_ACTIVITIES_:
A. From the quotes page, list every force that the passage on sexual preference names as driving and regulating sexual development.
B. Extend the quotes page, starting after its final sentence, "We seldom are free to choose freely, but entertain the enchantment that we can."

_PROVIDED PASSAGE_:
========================================
Notion Quotes - page 41
The notion that there might be any need for, or possibility of, profound changes in the institutions that shape American life work, family, technology, the primacy of the car and the single-family house - is foreign to the mainstream media that define our common sense. And so conflicts that cannot be addressed politically have expressed themselves by other means. From public psychodramas like the O. J. Simpson trial, the Lewinsky scandal and Columbine to disaster movies, talk shows and "reality TV," popular culture carries the burden of our emotions about race, feminism, sexual morality, youth culture, wealth, competition, exclusion, a physical and social environment that feels out of control.
Ellen Willis
The difficulty with our bisexual construct is that it locates the origin and meaning of preference too much inside the lone individual and not enough in the social surround. The notion of sexual preference, with its linking conception "sex object choice," requires an individual difference psychology of choice and free will that may correspond to the reality of philosophers, but seldom does for ordinary mortals. Our sexual development is driven and regulated by extraordinary forces, intrinsic and extrinisic, which include our genes, hormones, early parental relationships, peer pressures, cultural training for categories and language, and out-and-out social sanctions and physical force. We seldom are free to choose freely, but entertain the enchantment that we can.
========================================
_EXCERPTED DATA_:
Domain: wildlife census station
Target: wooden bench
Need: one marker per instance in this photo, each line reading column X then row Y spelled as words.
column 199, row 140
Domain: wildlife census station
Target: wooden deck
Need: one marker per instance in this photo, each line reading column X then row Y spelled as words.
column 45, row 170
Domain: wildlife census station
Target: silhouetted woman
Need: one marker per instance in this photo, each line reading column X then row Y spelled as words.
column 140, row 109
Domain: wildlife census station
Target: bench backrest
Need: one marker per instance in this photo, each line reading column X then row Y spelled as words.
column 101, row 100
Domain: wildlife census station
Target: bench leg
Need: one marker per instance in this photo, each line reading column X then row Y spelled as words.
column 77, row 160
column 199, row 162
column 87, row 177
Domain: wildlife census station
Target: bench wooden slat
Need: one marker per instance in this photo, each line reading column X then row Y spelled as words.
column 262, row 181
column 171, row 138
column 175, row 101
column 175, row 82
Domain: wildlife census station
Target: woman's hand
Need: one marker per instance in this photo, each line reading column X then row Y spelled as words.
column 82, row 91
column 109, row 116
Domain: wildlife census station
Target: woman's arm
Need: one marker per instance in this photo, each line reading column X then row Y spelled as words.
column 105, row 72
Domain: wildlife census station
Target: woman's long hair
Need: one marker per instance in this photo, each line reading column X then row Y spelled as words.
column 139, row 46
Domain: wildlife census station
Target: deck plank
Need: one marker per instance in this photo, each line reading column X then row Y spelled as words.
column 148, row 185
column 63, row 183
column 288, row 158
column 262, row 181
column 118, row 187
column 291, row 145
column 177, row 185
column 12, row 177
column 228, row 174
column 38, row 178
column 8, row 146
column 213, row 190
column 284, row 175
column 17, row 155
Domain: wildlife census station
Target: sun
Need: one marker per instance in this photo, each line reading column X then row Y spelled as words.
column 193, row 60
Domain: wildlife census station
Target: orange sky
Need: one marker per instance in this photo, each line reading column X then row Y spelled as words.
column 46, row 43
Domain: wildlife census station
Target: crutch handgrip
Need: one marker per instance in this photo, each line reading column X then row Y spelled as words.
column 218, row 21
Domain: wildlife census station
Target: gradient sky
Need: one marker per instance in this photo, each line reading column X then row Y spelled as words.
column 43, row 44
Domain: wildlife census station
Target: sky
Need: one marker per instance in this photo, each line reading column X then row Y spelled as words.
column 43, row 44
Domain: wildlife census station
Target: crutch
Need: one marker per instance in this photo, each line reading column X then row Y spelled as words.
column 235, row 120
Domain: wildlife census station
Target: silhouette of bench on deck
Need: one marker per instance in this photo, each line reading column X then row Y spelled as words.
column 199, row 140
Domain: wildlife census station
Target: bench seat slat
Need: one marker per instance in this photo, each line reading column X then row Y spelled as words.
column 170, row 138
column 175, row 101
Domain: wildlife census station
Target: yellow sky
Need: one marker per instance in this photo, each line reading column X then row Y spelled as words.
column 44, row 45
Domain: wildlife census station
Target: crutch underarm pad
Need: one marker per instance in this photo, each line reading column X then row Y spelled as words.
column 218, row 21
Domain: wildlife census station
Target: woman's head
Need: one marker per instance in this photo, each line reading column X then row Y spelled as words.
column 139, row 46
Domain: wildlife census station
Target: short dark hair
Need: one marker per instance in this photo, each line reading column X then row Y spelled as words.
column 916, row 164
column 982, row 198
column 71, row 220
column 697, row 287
========================================
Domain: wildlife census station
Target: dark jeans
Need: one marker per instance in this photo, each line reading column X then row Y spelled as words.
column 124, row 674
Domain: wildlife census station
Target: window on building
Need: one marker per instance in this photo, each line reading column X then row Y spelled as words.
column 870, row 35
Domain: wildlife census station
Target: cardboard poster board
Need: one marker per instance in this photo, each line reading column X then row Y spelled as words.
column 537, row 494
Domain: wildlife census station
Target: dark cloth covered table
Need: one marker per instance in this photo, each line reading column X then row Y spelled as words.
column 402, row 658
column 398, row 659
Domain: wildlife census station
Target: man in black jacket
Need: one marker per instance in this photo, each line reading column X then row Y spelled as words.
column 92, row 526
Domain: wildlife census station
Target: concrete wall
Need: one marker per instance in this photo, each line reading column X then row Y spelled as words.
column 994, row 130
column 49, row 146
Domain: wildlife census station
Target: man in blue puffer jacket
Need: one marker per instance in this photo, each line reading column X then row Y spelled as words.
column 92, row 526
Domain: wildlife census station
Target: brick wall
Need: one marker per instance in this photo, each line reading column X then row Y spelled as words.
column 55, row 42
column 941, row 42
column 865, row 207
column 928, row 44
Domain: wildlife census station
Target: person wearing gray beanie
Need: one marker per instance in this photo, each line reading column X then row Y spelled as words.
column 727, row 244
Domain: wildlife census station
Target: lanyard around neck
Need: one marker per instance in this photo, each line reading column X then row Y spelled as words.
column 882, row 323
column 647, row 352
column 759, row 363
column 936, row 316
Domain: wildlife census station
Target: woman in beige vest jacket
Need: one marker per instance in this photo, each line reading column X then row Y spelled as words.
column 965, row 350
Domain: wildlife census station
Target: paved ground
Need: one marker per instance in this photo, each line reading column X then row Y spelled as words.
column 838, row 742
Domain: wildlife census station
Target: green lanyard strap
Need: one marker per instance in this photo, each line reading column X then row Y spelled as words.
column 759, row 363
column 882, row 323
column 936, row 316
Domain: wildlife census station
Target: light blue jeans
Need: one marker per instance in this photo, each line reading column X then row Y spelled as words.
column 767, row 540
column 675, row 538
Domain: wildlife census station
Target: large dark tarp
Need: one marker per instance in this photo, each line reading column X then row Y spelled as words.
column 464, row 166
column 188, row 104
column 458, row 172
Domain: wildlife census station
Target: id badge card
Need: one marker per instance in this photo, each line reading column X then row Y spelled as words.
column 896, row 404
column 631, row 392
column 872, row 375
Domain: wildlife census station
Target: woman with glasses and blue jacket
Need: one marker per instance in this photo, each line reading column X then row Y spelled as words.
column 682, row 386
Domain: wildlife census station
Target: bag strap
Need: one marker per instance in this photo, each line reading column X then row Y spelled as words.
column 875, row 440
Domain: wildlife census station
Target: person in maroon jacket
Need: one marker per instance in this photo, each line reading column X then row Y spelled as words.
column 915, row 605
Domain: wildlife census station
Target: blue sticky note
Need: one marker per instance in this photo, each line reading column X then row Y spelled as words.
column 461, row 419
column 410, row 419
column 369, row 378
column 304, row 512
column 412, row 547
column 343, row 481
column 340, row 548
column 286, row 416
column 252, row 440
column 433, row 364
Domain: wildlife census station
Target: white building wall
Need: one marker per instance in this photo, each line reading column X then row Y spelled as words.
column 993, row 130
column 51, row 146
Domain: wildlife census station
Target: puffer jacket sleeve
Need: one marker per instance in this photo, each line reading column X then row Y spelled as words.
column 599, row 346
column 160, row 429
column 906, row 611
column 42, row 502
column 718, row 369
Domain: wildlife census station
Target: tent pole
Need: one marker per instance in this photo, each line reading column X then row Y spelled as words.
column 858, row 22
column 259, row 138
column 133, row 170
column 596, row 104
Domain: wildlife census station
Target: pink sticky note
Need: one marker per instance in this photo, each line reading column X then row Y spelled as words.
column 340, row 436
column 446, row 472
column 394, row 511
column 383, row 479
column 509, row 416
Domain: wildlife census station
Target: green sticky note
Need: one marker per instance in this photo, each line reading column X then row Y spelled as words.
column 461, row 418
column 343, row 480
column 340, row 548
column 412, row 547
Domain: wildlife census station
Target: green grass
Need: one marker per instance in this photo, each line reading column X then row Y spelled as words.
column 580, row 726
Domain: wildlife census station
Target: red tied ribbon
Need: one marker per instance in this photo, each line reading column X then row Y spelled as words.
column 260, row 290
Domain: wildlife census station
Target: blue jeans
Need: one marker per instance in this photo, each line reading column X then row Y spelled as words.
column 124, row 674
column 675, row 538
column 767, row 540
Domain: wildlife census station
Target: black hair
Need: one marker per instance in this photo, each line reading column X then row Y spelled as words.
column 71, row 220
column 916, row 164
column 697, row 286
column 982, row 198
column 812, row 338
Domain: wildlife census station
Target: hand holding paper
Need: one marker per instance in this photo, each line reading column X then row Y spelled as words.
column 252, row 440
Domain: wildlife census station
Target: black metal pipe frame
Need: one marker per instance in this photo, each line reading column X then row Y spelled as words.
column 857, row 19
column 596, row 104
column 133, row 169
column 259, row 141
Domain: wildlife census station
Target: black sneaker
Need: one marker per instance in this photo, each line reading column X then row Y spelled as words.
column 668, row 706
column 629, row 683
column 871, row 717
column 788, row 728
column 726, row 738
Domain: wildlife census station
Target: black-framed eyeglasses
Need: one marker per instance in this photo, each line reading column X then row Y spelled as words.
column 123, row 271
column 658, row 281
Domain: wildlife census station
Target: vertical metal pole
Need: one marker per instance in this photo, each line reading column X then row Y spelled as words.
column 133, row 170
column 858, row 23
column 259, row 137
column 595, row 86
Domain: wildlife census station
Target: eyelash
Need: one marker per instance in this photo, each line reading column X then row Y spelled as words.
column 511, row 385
========================================
_NUMBERED RESPONSES_:
A.
- genes
- hormones
- early parental relationships
- peer pressures
- cultural training for categories and language
- out-and-out social sanctions and physical force

B.
Gilbert Herdt
Since it is always the same person whose mind thinks, wills, and judges, the autonomous nature of these activities has created great difficulties. Reason's inability to move the will, plus the fact that thinking can only "understand” what is past what neither remove it nor "rejuvenate it” ... have led to the various doctrines asserting the mind's impotence and the force of the irrational, in brief to Hume's famous dictum that "Reason is and ought only to be the slave of the passions,” that is, to a rather simple-minded reversal of the Platonic notion of reason's uncontested rulership in the household of the soul. What is so remarkable in all these theories and doctrines is their implicit monism, the claim that behind the obvious multiplicity of the world's appearances and, even more pertinently to our context, behind the obvious plurality of man's faculties and abilities, there must exist a oneness - the old hen pan, "the all is one”.